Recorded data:
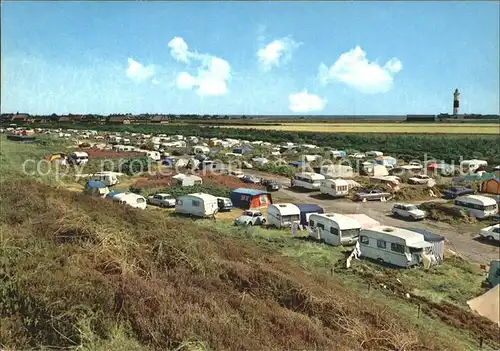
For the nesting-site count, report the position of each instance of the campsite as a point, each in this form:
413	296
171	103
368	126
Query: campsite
249	176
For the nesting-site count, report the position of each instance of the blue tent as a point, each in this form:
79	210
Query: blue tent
305	209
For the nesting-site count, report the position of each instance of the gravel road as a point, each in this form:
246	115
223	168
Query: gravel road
460	238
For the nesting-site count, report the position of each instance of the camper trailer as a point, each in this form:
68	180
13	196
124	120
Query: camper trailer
108	178
131	199
471	166
154	155
335	229
477	205
197	204
282	215
337	171
395	246
78	158
334	187
308	180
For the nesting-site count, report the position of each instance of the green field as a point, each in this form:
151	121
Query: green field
80	272
383	128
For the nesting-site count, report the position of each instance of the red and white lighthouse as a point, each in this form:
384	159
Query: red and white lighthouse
456	102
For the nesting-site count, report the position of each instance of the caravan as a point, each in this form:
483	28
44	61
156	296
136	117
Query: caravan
282	215
197	204
334	187
108	178
131	199
396	246
477	205
308	180
335	229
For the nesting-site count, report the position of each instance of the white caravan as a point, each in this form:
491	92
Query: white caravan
108	178
335	229
337	171
396	246
282	215
197	204
470	166
154	155
308	180
477	205
78	158
131	199
334	187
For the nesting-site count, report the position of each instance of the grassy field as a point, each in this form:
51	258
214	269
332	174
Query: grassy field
80	272
387	128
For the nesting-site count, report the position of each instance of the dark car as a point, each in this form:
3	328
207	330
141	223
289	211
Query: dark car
456	191
270	185
371	194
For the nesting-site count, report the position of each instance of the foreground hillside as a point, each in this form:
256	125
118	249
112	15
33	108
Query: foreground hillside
81	271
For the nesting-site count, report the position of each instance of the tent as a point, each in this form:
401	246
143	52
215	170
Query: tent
491	186
306	209
487	305
250	198
437	242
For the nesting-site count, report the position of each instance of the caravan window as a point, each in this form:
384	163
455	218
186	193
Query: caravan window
397	248
381	244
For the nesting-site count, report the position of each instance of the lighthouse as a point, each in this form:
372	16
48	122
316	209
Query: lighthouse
456	102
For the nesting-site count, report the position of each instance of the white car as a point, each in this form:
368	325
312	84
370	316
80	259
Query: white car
162	200
491	233
408	211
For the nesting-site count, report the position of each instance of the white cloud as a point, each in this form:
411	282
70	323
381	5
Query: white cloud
179	49
305	102
276	52
139	73
354	69
213	72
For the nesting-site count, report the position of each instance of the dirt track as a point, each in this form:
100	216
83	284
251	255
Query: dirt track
460	238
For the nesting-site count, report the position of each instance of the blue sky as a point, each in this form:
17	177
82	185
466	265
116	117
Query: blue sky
249	57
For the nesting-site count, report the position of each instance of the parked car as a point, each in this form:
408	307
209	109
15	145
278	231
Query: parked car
250	179
161	199
419	179
408	211
271	185
456	191
225	204
371	194
237	174
250	217
491	233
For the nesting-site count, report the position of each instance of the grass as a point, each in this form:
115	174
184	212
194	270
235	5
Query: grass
386	128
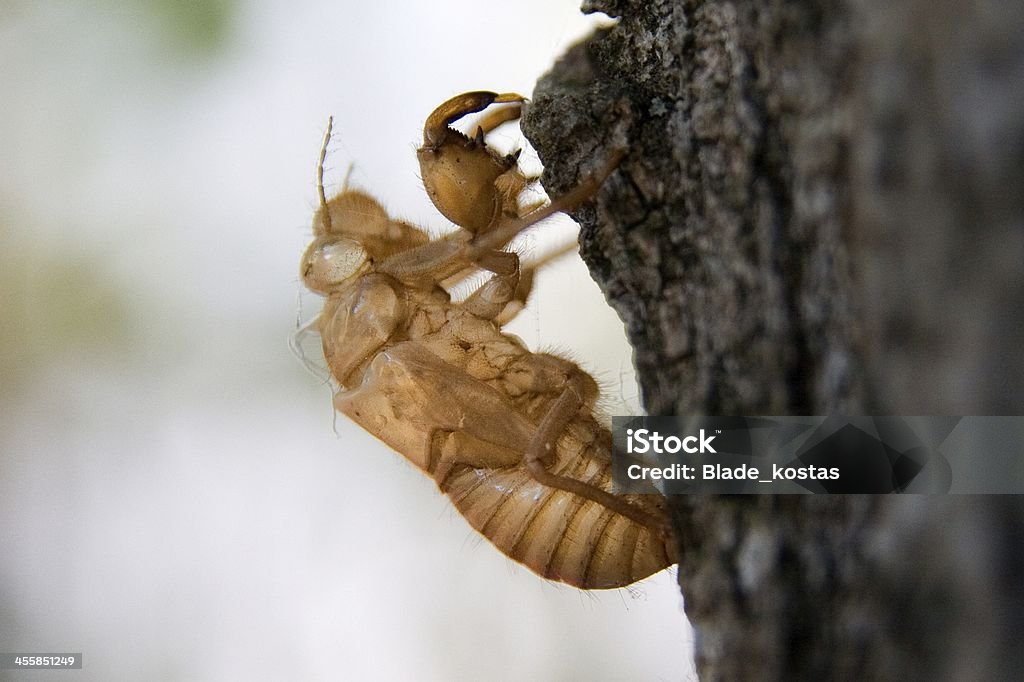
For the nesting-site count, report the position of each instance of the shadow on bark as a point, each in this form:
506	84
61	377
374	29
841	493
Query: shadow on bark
820	212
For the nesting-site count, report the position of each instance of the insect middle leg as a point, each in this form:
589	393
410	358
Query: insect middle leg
576	391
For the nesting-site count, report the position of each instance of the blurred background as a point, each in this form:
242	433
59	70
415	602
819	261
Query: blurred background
174	501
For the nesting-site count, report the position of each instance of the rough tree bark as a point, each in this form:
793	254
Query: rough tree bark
820	212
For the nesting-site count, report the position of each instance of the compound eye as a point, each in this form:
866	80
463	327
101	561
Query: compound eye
329	262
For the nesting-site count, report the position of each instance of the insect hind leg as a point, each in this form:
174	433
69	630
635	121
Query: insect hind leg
541	452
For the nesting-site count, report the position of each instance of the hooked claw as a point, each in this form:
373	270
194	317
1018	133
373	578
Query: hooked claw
435	130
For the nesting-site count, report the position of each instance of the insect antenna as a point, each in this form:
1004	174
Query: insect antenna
320	172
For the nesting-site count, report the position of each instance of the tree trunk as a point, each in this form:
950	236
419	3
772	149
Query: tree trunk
820	212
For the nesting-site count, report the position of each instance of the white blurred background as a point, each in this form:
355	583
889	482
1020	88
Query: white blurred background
174	502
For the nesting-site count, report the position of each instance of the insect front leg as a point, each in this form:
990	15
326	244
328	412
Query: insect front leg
432	263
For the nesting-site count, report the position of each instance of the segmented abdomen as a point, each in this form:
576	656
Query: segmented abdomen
558	535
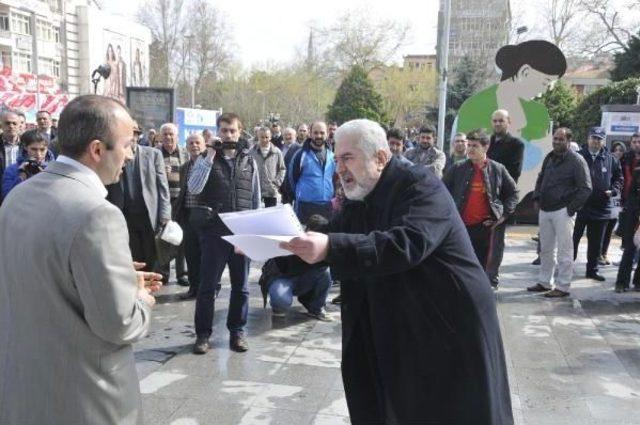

Stated problem ▸ Arrange everything from the row containing "of the hooked" down to the last row as a numbered list, including both of those rows. Skip blank lines and leave the pictures out.

Full answer ▸
1. For the nesting-site count, report the position of each instance of the hooked claw as a point, each in this form:
2. 373	270
3. 194	317
4. 1018	133
5. 373	578
6. Query: hooked claw
7. 435	130
8. For the nesting-site count, report the position of each instance of the insect antenna as a point, each in this form:
9. 1004	174
10. Query: insect antenna
11. 320	172
12. For the nesting-site count, report the position of each instance of the tree trunk as a point, each in this form:
13. 950	236
14. 419	3
15. 772	149
16. Query: tree trunk
17. 820	212
18. For the nesting-site count, report the position of each instance of the white blurred background as a point, each in this form:
19. 355	583
20. 889	482
21. 1020	88
22. Query: white blurred background
23. 174	502
24. For the nesting-site count, report the position of each instance of the insect front leg as a point, each in this form:
25. 990	15
26. 326	244
27. 328	412
28. Query: insect front leg
29. 432	263
30. For the nesting-site count, report the position of each instance of the segmented abdomen as a point, each in this form:
31. 576	656
32. Query: segmented abdomen
33. 558	535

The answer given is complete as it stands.